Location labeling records
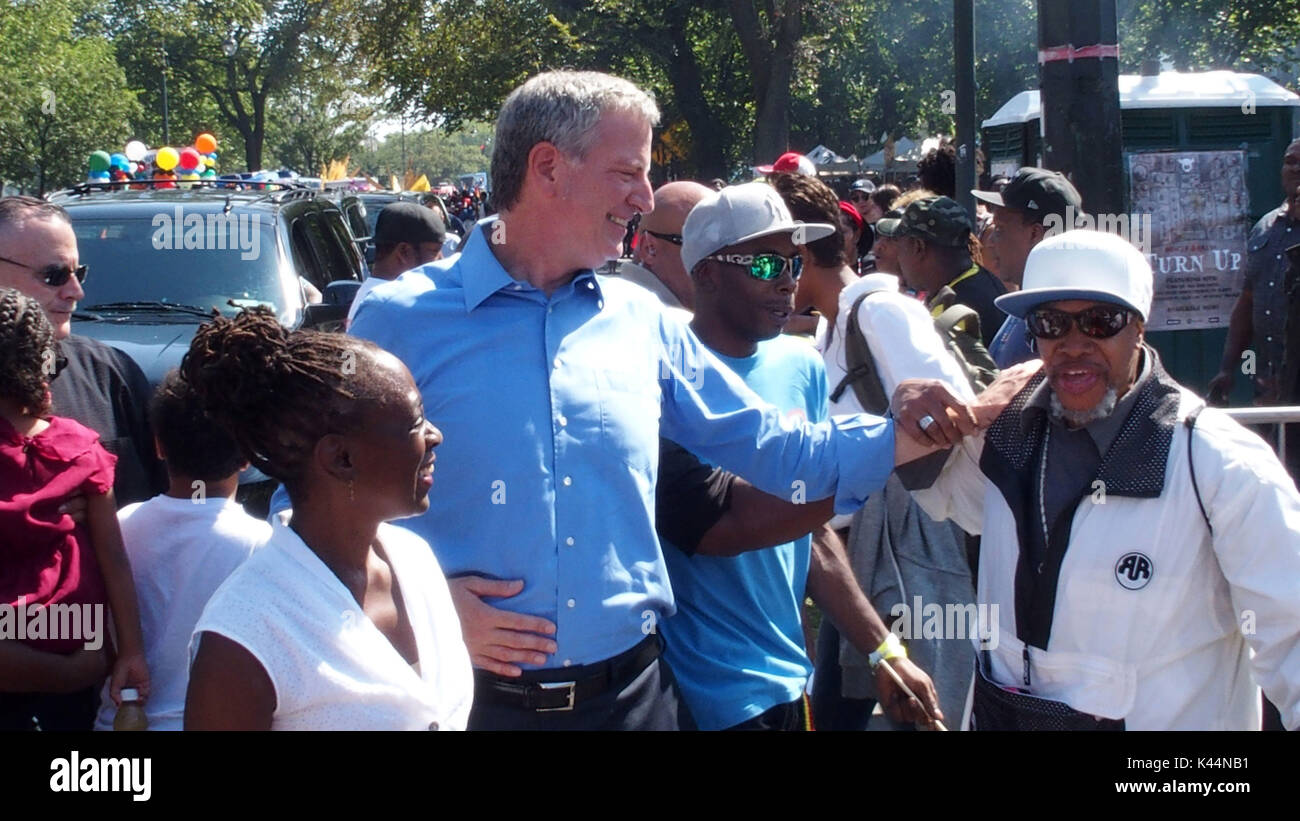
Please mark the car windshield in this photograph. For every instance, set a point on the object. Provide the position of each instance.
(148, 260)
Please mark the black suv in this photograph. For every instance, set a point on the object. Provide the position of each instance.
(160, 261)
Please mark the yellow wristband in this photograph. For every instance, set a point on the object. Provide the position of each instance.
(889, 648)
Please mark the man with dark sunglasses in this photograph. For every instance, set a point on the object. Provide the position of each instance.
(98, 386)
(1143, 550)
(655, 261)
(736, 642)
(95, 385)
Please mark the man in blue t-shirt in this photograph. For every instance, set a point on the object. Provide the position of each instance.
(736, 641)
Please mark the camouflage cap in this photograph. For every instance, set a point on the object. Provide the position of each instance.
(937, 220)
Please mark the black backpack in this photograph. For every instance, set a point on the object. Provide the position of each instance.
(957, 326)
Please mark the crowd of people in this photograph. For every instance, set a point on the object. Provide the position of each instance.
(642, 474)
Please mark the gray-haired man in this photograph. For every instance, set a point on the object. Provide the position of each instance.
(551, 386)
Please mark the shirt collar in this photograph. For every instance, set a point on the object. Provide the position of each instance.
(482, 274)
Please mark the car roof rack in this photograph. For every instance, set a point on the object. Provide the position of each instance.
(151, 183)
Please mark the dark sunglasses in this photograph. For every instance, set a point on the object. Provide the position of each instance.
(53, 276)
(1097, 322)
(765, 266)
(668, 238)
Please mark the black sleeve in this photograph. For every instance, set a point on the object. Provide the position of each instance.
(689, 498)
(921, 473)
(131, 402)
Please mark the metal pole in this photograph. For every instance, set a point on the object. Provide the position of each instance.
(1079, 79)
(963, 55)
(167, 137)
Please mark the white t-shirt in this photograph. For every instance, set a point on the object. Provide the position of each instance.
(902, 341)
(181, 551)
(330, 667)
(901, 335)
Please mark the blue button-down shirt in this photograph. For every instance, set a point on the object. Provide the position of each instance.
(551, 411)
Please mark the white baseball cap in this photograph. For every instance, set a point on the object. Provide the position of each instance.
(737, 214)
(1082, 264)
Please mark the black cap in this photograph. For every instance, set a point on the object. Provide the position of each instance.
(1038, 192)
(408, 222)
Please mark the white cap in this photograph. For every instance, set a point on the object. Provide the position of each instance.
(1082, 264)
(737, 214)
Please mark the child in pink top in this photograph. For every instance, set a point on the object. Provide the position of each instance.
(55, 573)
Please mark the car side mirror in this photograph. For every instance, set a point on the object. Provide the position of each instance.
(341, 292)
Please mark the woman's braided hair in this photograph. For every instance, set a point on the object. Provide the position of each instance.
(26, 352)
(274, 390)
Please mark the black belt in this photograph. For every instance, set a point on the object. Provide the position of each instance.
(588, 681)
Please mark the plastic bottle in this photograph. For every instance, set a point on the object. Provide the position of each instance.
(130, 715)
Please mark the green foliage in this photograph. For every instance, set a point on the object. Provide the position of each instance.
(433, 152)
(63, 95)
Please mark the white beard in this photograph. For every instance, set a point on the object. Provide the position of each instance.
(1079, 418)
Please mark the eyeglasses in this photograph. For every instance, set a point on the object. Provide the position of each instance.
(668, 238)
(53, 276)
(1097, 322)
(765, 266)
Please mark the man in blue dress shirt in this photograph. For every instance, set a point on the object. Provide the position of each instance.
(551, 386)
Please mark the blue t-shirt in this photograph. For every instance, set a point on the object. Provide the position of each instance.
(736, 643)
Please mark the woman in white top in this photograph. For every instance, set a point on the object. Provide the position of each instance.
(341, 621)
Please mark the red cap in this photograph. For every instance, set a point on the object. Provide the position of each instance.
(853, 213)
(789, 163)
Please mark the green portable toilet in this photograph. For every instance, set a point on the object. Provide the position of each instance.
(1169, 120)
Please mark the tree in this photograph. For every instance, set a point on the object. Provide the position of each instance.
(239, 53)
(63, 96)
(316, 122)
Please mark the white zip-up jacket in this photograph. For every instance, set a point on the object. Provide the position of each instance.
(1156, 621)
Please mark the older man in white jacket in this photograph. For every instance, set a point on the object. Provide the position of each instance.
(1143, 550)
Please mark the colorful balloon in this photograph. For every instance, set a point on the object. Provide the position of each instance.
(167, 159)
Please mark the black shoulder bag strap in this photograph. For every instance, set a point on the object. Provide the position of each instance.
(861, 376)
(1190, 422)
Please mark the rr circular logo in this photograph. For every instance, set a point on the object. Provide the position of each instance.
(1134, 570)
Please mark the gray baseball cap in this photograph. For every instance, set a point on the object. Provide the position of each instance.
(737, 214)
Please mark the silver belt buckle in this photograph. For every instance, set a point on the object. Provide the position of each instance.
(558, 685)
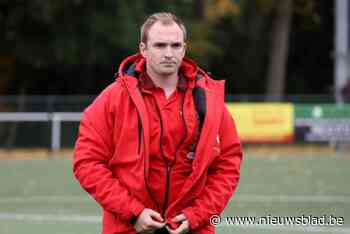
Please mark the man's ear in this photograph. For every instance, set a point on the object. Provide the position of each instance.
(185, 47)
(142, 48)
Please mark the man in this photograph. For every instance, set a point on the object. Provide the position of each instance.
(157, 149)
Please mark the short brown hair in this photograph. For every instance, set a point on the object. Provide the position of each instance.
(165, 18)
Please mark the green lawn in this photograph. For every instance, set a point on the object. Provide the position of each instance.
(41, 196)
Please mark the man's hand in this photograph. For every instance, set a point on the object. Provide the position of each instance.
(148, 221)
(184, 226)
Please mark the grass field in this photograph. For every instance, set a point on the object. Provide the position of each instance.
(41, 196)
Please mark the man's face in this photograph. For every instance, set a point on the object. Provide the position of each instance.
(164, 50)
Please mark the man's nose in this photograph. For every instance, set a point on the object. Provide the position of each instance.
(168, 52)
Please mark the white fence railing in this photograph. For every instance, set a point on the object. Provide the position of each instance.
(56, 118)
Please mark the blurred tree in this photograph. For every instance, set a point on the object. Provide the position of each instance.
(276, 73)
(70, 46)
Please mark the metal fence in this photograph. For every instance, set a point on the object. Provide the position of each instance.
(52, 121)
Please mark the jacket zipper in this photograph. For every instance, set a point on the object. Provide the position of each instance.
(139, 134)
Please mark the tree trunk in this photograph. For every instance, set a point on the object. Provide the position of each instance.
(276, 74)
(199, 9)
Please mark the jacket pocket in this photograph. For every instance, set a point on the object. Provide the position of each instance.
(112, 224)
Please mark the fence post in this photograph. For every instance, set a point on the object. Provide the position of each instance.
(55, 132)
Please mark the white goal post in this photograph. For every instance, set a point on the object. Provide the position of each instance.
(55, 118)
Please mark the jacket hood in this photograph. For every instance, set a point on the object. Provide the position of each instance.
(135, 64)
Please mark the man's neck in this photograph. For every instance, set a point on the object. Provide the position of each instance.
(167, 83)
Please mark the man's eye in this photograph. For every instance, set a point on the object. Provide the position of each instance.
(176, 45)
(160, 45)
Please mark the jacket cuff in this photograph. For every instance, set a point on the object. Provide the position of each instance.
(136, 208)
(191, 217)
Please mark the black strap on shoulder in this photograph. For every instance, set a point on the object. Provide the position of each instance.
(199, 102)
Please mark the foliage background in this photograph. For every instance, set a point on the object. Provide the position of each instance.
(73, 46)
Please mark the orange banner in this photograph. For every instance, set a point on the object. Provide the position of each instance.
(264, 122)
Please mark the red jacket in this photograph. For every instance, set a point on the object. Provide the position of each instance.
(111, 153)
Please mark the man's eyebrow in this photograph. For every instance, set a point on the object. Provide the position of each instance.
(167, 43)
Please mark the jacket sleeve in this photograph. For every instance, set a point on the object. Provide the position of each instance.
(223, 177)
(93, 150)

#### Directive:
Copy all of the material above word for word, leaving out the pictures.

#### Task answer:
Please mark the car windshield in this photograph. For every instance, set a point on the object. Provide the position of each instance.
(148, 260)
Please mark the black suv in this photograph. For every instance, set a point on the object. Provide the position of each instance.
(160, 261)
Please mark the yellow wristband in this photograph. For every instance, set a point on the object. Provide the position of each instance.
(889, 648)
Please mark the man with dark sunglasses in this photograph. For every instance, set a point on the object. Provide the position of each instance.
(98, 386)
(1143, 550)
(655, 261)
(736, 642)
(95, 385)
Please mark the man in blue t-shirt in this photograph. For every instance, set a point on the object. Provide the position of each instance.
(736, 641)
Please mark the camouflage cap in this photograph. For every instance, set a point on the object. Provide the position of each instance.
(937, 220)
Please mark the black backpack in this photograph. For every instance, set a point on the object. Provide the position of each instance.
(957, 326)
Please mark the crowd of people in this photograph. For every instance, set a point on the object. Provide the position of each instance.
(642, 474)
Please mark the gray-haired man in this photograph. For every instance, set a point on the object. Provide the position of each instance.
(551, 386)
Please mark the shirt collar in this photograph. For every instance, set a point on the object. Provide the position of each instance.
(482, 274)
Please mark the car roof rack in this photograph. For every instance, set a point on the object. Provide the position of each instance.
(151, 183)
Please mark the dark sunglasses in this photograph. For every instance, set a point on the object. Provide the position of each instance.
(53, 276)
(1097, 322)
(765, 266)
(668, 238)
Please mark the black sleeve in this photograph. For every instance, set a point on the object. Provide the position of each instance.
(689, 498)
(921, 473)
(131, 402)
Please mark the metal pole in this photograph. For every instance, set a point on the object. Provide the position of each instance.
(1079, 79)
(963, 55)
(167, 137)
Please mark the white t-shirt in this photograph. For every instance, set a point on the object. Provide the position of each instance.
(902, 341)
(181, 551)
(330, 667)
(901, 335)
Please mark the blue button-down shirt in this photograph. For every instance, set a point on the object. Provide the position of each instance.
(551, 411)
Please mark the white baseball cap in this photograph. For every instance, set a point on the object. Provide the position of each instance.
(737, 214)
(1082, 264)
Please mark the black cap in this photograph. For every instance, set a point on the object. Provide the position of each instance.
(1038, 192)
(408, 222)
Please mark the white cap in this photograph. For every instance, set a point on the object. Provide the position of each instance.
(1082, 264)
(737, 214)
Please mark the child in pink top in this photograph. For every instance, set a point on the object. Provide the position of each instance.
(55, 573)
Please mark the car side mirror in this photograph. For every instance, set a point on the object. Provide the position of each instance.
(341, 292)
Please mark the woman's braided hair in this photograph. For every instance, set a point on the object. Provide the position of each instance.
(26, 352)
(274, 390)
Please mark the black belt in this photograph. For every instance, set a point on the object. Provide the position of each instance.
(588, 681)
Please mark the plastic bottle in this photograph. For every instance, set a point on the object. Provide the position of each instance.
(130, 715)
Please mark the green foliage in this photograph. For every instance, set a point on the object. Provide the position of each instance.
(433, 152)
(63, 95)
Please mark the white beard in this photograph. For every instance, set a point on the object. Provide the position of each instance.
(1079, 418)
Please mark the eyeglasses in this photograph. For every instance, set a point on the object. Provide the position of each instance.
(668, 238)
(53, 276)
(1097, 322)
(765, 266)
Please mark the man in blue dress shirt in this photograph. For every instance, set a point on the object. Provide the position of each instance.
(551, 386)
Please mark the blue t-shirt in this photograph. For every instance, set a point on the object. Provide the position of each instance.
(736, 643)
Please mark the woman in white top in this photograph. For every instance, set a point on the object. Provide the position of each instance.
(341, 621)
Please mark the red cap in this photograph. For every instance, set a point on the object. Provide the position of each instance.
(853, 213)
(789, 163)
Please mark the green portable toilet in this photograph. For every instance, set a point on the object. Provide the position of each instance.
(1169, 120)
Please mark the tree in this photograph. For every instance, set a point on the object. Provide the position of each instance.
(239, 53)
(63, 96)
(316, 122)
Please mark the white zip-up jacket in this photograph. For every instance, set a point on the object. Provide the position of each instance.
(1156, 621)
Please mark the older man in white jacket in this photograph. For every instance, set a point on the object. Provide the position of each instance.
(1143, 550)
Please mark the colorful balloon in this photograph. For every instance, set a point on the object. Provide the position of each instance.
(167, 159)
Please mark the black shoulder bag strap in this photograph. For every instance, set a point on the object. Provide the position of each instance.
(861, 376)
(1190, 422)
Please mark the rr circular logo in this photograph. For every instance, set a point on the object. Provide the position of each instance.
(1134, 570)
Please mark the gray baseball cap in this photograph. For every instance, set a point on the object. Provide the position of each instance.
(737, 214)
Please mark the silver belt buckle in this photograph. For every instance, set a point on the object. Provide the position of each instance.
(558, 685)
Please mark the man's ear in this photograph. For every instance, set a point on the object. Provide the position of each instance.
(185, 47)
(142, 48)
Please mark the man in this photograph. For every instance, set a point on the object. Provide the position of each instance.
(157, 149)
Please mark the short brown hair in this photograph. For every instance, set a point on the object. Provide the position of each instance.
(165, 18)
Please mark the green lawn in this photograph. For every instance, set a point on the object. Provide the position of each instance.
(41, 196)
Please mark the man's hand in this photograph. For every instance, set a point on the object. Provide the position of each instance.
(148, 221)
(184, 226)
Please mark the grass field in this photograph. For every instance, set a point on the object. Provide the position of each instance.
(41, 196)
Please mark the man's face in this photograph. For every instance, set a point on the object. Provide the position of each instance.
(164, 50)
Please mark the man's nose in this photograph. For every instance, set a point on the object. Provide the position of each instance.
(168, 52)
Please mark the white fence railing in this photograph. For every instance, set a point on the object. Provide the position of each instance.
(56, 118)
Please mark the blurred tree in this photograph. For every instance, set a point on the object. Provide the position of each instance.
(276, 73)
(70, 46)
Please mark the metal fence in this photograph. For every instance, set a point on the object. Provide the position of each instance.
(52, 121)
Please mark the jacket zipper in this photograph. For every instance, set a point on the object. Provide the position of each instance.
(139, 134)
Please mark the tree trunk in this photograph. For every instance, set a point on the object. Provide the position of each instance.
(276, 74)
(199, 9)
Please mark the jacket pocket in this photograph. For every instance, set a point on the object. Provide the position of each instance.
(112, 224)
Please mark the fence post in this photograph. For every instance, set a point on the object. Provide the position of each instance.
(55, 132)
Please mark the white goal post in this photograph. For every instance, set a point on the object. Provide the position of each instance.
(55, 118)
Please mark the jacket hood in this photograph. For every instance, set a point on the object. Provide the position of each instance.
(135, 64)
Please mark the man's neck in this photograph. For every instance, set a point on the object. Provide the position of each instance.
(167, 83)
Please mark the man's eye in this photograph. For every instance, set a point on the object. Provide the position of each instance.
(176, 45)
(160, 45)
Please mark the jacket cuff in this photograph. For every instance, set a point on the object. Provide the position of each instance.
(136, 208)
(191, 217)
Please mark the black strap on shoulder in this photograph. For every instance, set a point on the object. Provide the position of each instance.
(199, 102)
Please mark the foliage background in this photograph. For every instance, set a point on the object. Provide the position of each instance.
(73, 46)
Please mark the orange banner in this photograph. For every instance, set a point on the object. Provide the position of each instance.
(264, 122)
Please mark the red jacket in this photograph. For every instance, set a point on the object. Provide the position of each instance.
(111, 153)
Please mark the man's eyebrow in this photograph. For every instance, set a point on the object. Provide the position of each instance.
(167, 43)
Please mark the jacket sleeve in this photograph. For every instance, set a point on the object. Provide the position of each instance.
(223, 177)
(93, 150)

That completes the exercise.